Given problem 1
Read the patch thread below on sending SVQ control commands in parallel, and decide whether each statement agrees with it. For each one, answer yes or no and quote the words from the thread that decide it. (a) The series changes only one file. (b) The test environment used vdpa_sim_net to simulate the vdpa device. (c) The reply suggests that sending about 1000 commands would be more realistic.

Document passage

— Start —

[PATCH 0/2] Send all the SVQ control commands in parallel

Hawkins Jiawei posted 2 patches 1 year ago
Patches applied successfully (tree, apply log)
git fetch https://github.com/patchew-project/qemu tags/patchew/cover.1681732982.git.yin31149@gmail.com
Maintainers: Jason Wang <jasowang@redhat.com>
There is a newer version of this series
net/vhost-vdpa.c | 150 +++++++++++++++++++++++++++++++++++------------
1 file changed, 112 insertions(+), 38 deletions(-)
[PATCH 0/2] Send all the SVQ control commands in parallel
Posted by Hawkins Jiawei 1 year ago
This patchset allows QEMU to poll and check the device used buffer
after sending all SVQ control commands, instead of polling and checking
immediately after sending each SVQ control command, so that QEMU can
send all the SVQ control commands in parallel, which have better
performance improvement.

I use vdpa_sim_net to simulate vdpa device, refactor
vhost_vdpa_net_load() to call vhost_vdpa_net_load_mac() 30 times,
refactor `net_vhost_vdpa_cvq_info.load` to call vhost_vdpa_net_load()
1000 times, to build a test environment for sending
multiple SVQ control commands. Time in monotonic to
finish `net_vhost_vdpa_cvq_info.load`:

    QEMU                            monotonic time
--------------------------------------------------
not patched                              89202
--------------------------------------------------
patched                                  80455

This patchset resolves the GitLab issue at
https://gitlab.com/qemu-project/qemu/-/issues/1578.

Hawkins Jiawei (2):
  vdpa: rename vhost_vdpa_net_cvq_add()
  vdpa: send CVQ state load commands in parallel

 net/vhost-vdpa.c | 150 +++++++++++++++++++++++++++++++++++------------
 1 file changed, 112 insertions(+), 38 deletions(-)

-- 
2.25.1
Re: [PATCH 0/2] Send all the SVQ control commands in parallel
Posted by Eugenio Perez Martin 1 year ago
On Wed, Apr 19, 2023 at 1:50 PM Hawkins Jiawei <yin31149@gmail.com> wrote:
>
> This patchset allows QEMU to poll and check the device used buffer
> after sending all SVQ control commands, instead of polling and checking
> immediately after sending each SVQ control command, so that QEMU can
> send all the SVQ control commands in parallel, which have better
> performance improvement.
>
> I use vdpa_sim_net to simulate vdpa device, refactor
> vhost_vdpa_net_load() to call vhost_vdpa_net_load_mac() 30 times,
> refactor `net_vhost_vdpa_cvq_info.load` to call vhost_vdpa_net_load()
> 1000 times,

Maybe a little bit too high for real scenarios but it gives us a hint
for sure :). Maybe it is more realistic to send ~10 or ~100 commands?

— End —

Given problem 2
From the rows below, copy every line that contains the word "wrinkled". The match is case-sensitive.

Information shown
— Start —

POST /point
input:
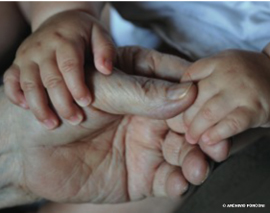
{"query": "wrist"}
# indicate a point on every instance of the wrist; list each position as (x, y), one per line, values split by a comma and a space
(12, 189)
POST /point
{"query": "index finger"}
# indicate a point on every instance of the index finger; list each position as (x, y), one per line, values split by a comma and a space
(150, 63)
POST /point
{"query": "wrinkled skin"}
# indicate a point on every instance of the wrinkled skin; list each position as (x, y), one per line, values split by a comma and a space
(114, 156)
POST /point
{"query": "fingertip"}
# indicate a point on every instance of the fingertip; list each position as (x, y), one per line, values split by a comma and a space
(76, 119)
(105, 66)
(85, 101)
(50, 124)
(190, 139)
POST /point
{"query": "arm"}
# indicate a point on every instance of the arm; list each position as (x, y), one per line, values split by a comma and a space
(41, 11)
(10, 170)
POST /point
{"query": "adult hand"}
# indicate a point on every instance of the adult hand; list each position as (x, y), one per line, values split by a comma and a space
(113, 156)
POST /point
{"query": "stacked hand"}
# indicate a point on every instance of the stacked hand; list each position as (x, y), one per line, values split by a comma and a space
(121, 152)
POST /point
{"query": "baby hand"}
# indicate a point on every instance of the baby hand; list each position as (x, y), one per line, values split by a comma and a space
(53, 57)
(233, 95)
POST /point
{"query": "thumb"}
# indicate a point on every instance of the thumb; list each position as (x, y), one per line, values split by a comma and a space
(122, 94)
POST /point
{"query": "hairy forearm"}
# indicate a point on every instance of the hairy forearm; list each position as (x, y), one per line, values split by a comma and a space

— End —

Exercise result 1
(a) Yes: "1 file changed, 112 insertions(+), 38 deletions(-)"
(b) Yes: "I use vdpa_sim_net to simulate vdpa device"
(c) No: "Maybe it is more realistic to send ~10 or ~100 commands?"

Exercise result 2
{"query": "wrinkled skin"}
# indicate a point on every instance of the wrinkled skin; list each position as (x, y), one per line, values split by a comma and a space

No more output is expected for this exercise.